WORK INSTRUCTION
A complete, exact copy of the data is the required answer.

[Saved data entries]
========================
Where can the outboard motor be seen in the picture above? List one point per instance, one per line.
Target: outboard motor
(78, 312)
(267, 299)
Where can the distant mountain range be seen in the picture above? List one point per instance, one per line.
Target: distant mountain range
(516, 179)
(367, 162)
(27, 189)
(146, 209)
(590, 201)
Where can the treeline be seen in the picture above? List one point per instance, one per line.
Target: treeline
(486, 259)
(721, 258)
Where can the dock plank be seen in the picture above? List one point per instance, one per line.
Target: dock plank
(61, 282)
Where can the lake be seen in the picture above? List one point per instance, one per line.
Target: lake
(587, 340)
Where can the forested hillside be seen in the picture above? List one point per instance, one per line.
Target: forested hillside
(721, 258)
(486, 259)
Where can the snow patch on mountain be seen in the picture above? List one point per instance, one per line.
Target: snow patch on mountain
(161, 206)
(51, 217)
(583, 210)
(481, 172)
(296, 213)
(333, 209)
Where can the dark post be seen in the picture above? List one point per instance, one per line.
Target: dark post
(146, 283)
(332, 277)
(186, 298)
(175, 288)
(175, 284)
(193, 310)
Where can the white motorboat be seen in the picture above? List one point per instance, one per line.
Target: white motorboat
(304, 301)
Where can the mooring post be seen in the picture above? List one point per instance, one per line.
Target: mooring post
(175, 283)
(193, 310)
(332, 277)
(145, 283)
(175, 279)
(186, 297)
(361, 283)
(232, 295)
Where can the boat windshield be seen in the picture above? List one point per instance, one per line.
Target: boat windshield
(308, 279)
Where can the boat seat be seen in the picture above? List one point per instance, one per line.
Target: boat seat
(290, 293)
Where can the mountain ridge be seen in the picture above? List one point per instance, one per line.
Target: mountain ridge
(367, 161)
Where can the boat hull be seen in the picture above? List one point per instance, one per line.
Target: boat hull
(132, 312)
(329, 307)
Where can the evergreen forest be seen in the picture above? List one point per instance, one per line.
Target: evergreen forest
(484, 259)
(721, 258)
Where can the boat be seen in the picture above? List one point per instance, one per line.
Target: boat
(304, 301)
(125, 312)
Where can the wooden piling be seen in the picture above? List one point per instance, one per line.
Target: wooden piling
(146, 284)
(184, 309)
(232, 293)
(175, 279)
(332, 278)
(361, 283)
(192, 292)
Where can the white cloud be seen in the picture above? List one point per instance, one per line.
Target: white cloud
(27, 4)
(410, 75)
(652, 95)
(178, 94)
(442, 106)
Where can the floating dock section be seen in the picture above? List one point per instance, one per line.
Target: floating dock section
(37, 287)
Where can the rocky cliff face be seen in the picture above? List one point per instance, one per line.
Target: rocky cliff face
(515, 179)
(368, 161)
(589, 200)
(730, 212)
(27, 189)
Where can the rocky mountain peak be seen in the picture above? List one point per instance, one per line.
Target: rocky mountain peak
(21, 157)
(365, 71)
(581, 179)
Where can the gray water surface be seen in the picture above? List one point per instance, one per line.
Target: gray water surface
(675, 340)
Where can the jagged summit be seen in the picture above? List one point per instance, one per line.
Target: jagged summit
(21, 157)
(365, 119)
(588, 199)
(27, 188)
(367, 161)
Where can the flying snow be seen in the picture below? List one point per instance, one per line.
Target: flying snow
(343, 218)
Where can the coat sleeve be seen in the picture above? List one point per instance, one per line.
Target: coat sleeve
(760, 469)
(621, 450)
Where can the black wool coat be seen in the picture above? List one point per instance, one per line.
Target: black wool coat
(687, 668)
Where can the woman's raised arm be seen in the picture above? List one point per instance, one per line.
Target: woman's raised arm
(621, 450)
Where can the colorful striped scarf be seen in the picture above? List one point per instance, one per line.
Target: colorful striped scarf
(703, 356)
========================
RESULT
Where can the outboard motor be seen in the picture above? List one point per instance, one per line.
Target: outboard motor
(78, 312)
(267, 299)
Where can the distant mountain range be seen in the picture above? List one point per instance, one per line.
Target: distant mountain range
(516, 179)
(367, 162)
(27, 189)
(146, 209)
(590, 201)
Where can the treeline be seen in the picture above? List one point per instance, one per line.
Target: treeline
(486, 259)
(721, 258)
Where can the dock plank be seen in the picture above? List one point per instance, one per line.
Target: dock plank
(61, 282)
Where can the lake be seen in the picture above? List one point per instance, one per line.
Target: lake
(587, 340)
Where can the forested hillside be seen in the picture above? List one point per instance, one per line.
Target: forested hillside
(721, 258)
(486, 259)
Where can the snow patch on mountain be seen in the picture above? List one point per instance, one per line.
Target: snow patch on mountain
(161, 206)
(51, 217)
(583, 210)
(481, 172)
(296, 213)
(333, 209)
Where can the dark post be seen in the picture above? List one point per instance, one per line.
Target: dark post
(146, 283)
(332, 277)
(186, 298)
(175, 288)
(175, 284)
(193, 310)
Where can the white motorboat be seen in the picture above? List one point per instance, one per line.
Target: white motorboat
(304, 301)
Where can the mooring post be seen in the picture above? List one point per instance, one per line.
Target: mooring post
(175, 283)
(193, 310)
(332, 277)
(145, 283)
(175, 279)
(186, 297)
(361, 283)
(232, 295)
Where can the boat windshield be seen in the picture above? List one point per instance, one per line.
Target: boat windshield
(308, 279)
Where can the boat seat be seen in the picture above? List one point per instance, one per line.
Target: boat seat
(290, 293)
Where can the mountain ridge be seen in the picture above? List one point per instance, one per line.
Target: mountain ridge
(367, 161)
Where can the boat hull be seen in the picture above? List one point per instance, one per line.
Target: boat hull
(132, 312)
(329, 307)
Where can the evergreen forest be seen in the picture above? List one point per instance, one per line.
Target: evergreen forest
(484, 259)
(721, 258)
Where can the boat be seen in the picture above? List one point per instance, one per line.
Target: boat
(304, 301)
(125, 312)
Where can the wooden piling be seen in the picture above? List one point per instance, one per line.
Target: wooden piling
(146, 284)
(184, 309)
(232, 293)
(175, 279)
(332, 278)
(361, 283)
(192, 292)
Where can the white cloud be seen in the picture above? List one point per instance, one per line.
Target: white cloud
(27, 4)
(410, 75)
(652, 95)
(178, 94)
(442, 106)
Where can the floating dock section be seen in the picture above? List one point per instance, one per line.
Target: floating dock section
(37, 287)
Where can the rocky cliff face be seen in the picture above? List one point per instance, one per line.
Target: rocky cliff face
(515, 179)
(368, 161)
(589, 200)
(730, 212)
(27, 189)
Where can the rocky mountain peak be seen in the picture above? List one point per instance, one per line.
Target: rocky mountain peak
(21, 157)
(365, 71)
(581, 179)
Where can the gray water surface be seen in the picture above? List one point per instance, one per line.
Target: gray water surface
(675, 340)
Where can the jagged summit be seen in the picture above? List one point per instance, one per line.
Target: jagged summit
(21, 157)
(365, 119)
(588, 199)
(27, 188)
(367, 161)
Where can the flying snow be seen in the picture below? List one point per instance, one per line.
Target: flying snow
(343, 218)
Where can the coat sleeve be seen in the picture above? List one point per instance, one per line.
Target: coat sleeve
(760, 469)
(621, 450)
Where can the black wool coat be seen in the picture above? List one point per instance, one per line.
Target: black wool coat
(687, 668)
Where can the woman's raised arm be seen in the picture above? List one point per instance, one per line.
Target: woman's raised arm
(621, 450)
Where can the colorful striped scarf be seen in the picture above? List one point per instance, one per line.
Target: colorful striped scarf
(703, 356)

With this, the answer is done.